[Dataset rows on where objects appear]
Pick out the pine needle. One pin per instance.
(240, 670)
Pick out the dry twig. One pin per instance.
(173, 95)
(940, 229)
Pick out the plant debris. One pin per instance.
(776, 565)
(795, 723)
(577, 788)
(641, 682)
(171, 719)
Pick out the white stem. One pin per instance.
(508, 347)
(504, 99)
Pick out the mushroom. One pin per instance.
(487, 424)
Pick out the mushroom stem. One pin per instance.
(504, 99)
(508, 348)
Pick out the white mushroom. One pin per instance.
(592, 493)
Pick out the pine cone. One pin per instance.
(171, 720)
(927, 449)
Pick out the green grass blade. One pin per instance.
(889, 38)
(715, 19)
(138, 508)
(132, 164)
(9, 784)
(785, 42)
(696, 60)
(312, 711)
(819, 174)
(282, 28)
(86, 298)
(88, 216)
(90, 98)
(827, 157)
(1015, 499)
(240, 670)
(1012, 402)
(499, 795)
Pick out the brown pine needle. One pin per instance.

__Written request__:
Starting at the line that contains "Pick out the plant" and continuing through the last line of the items, put those lines into a JSON list of strings with one string per line, skipping any blank lines.

__Exercise solution__:
[
  "Pick out the plant debris. One pin per instance.",
  "(776, 565)",
  "(795, 723)",
  "(577, 788)",
  "(641, 682)",
  "(171, 719)",
  "Pick out the white stem. One pin per instance.",
  "(508, 347)",
  "(504, 99)",
  "Pick out the mushroom. One pin per instance.",
  "(487, 424)",
  "Pick out the mushroom stem. One pin per instance.",
  "(504, 99)",
  "(508, 348)",
  "Pick out the white mushroom. One pin per instance.",
  "(592, 493)",
  "Pick out the pine cone. One pin per instance.",
  "(171, 720)",
  "(927, 449)",
  "Pick out the green grass blade. One pin per instance.",
  "(889, 38)",
  "(715, 19)",
  "(138, 508)",
  "(132, 164)",
  "(9, 784)",
  "(785, 42)",
  "(696, 60)",
  "(312, 711)",
  "(819, 174)",
  "(282, 28)",
  "(86, 298)",
  "(88, 216)",
  "(90, 98)",
  "(827, 157)",
  "(1015, 499)",
  "(240, 670)",
  "(1012, 402)",
  "(499, 795)",
  "Pick out the brown pine needle. One pin per instance."
]